═══ Source document ═══
In a 1933 Econometria article economist Irvine Fisher established a proper understanding of the dangers of deflation.  Entitled, The Debt-Deflation Theory of Great Depression the article demonstrated just how dangerous structural deflation can be for both economies and societies.  During a deflationary spiral, which the Eurozone is in or very close to entering, the value of assets and incomes shrink rapidly pushing up the real burden of personal and corporate debt.  Soon debts can no longer be repaid which weakens vulnerable, debt-exposed banks some of which suddenly collapse.  Such a collapse effectively destroys confidence in the entire banking sector as investors and depositors rush to withdraw their cash and governments are forced to borrow and use the money of already hard-pressed taxpayers in an effort to prop up the banking sector.  A bond market crash then ensues as the cost of government-borrowing soars and confidence further evaporates leading in turn to emergency asset sales and the further driving down of confidence, hoarding and the effective end of normal economic activity with catastrophic social and political consequences.

The Eurozone today is full of individuals, corporations and governments with a high degree of personal debt.  It is unlikely Eurozone states would be able to stimulate or re-inflate the Eurozone economy as they are already dangerously indebted and their taxpayer’s effectively broke.  In such circumstances only external help from a rich, powerful state or other actor such as the International Monetary Fund or World Bank could help to stabilise the Eurozone economy.  Such ‘help’ would invariably come with political strings attached and calls for deep reform.  However, because so many Eurozone societies have been weakened by an economy now in its third recession in six years state institutions are possibly incapable of hard reforms for fear of social unrest.

The Euro itself is central to the problem.  Neither state nor super-state the EU lacks both the political and economic cohesion and fiscal and economic discipline to apply even the limited instruments possessed by the European Central Bank to effect.  In the end, the taxpayer’s of the eight member-states that actually pay for the twenty-eight member EU, led by Germany and to a significant extent Britain, are likely to be called upon to bail out the Eurozone by spreading the cost of Eurozone debt AND by stimulating the economy through counter-deflationary/inflationary measures such as the printing of money.
═══ Data ═══
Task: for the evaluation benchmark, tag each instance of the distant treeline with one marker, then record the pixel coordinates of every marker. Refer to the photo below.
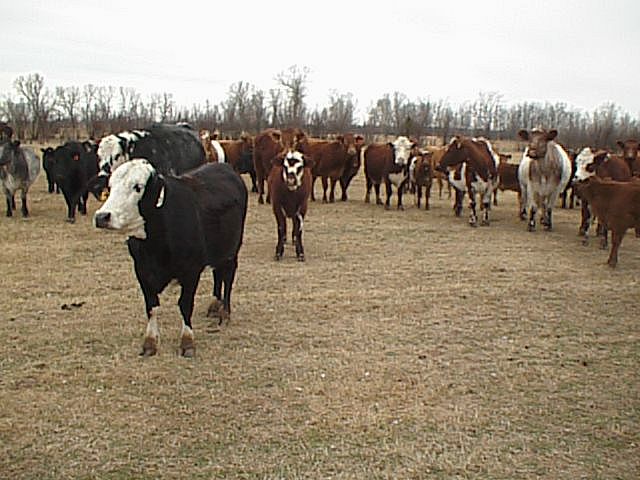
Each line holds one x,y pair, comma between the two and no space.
38,113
═══
Exercise task 1 »
Answer these from the Eurozone deflation passage:
(a) In what year did the article on debt-deflation appear?
(b) Which two named organizations are given as possible sources of outside help for the Eurozone economy?
(c) How many member-states are said to actually pay for the EU?
Exercise task 2 »
Write out the Eurozone deflation passage word for word, starting at "The Euro itself" and ending at "printing of money.".
Exercise task 3 »
Turn the paragraph of the Eurozone deflation passage that begins "The Eurozone today is full of" into a short bulleted list that keeps its main facts.
The listing above plays no part in any of the work here.

Exercise solution 1 »
(a) 1933
(b) The International Monetary Fund and the World Bank
(c) Eight

Exercise solution 2 »
The Euro itself is central to the problem.  Neither state nor super-state the EU lacks both the political and economic cohesion and fiscal and economic discipline to apply even the limited instruments possessed by the European Central Bank to effect.  In the end, the taxpayer’s of the eight member-states that actually pay for the twenty-eight member EU, led by Germany and to a significant extent Britain, are likely to be called upon to bail out the Eurozone by spreading the cost of Eurozone debt AND by stimulating the economy through counter-deflationary/inflationary measures such as the printing of money.

Exercise solution 3 »
- Many individuals, corporations and governments in the Eurozone carry high debt.
- Eurozone states are unlikely to be able to stimulate or re-inflate the economy, since they are already dangerously indebted and their taxpayers are effectively broke.
- Only outside help from a rich, powerful state or from an actor such as the International Monetary Fund or World Bank could stabilize the economy.
- Such help would come with political strings and demands for deep reform.
- After a third recession in six years, state institutions may be unable to carry out hard reforms for fear of social unrest.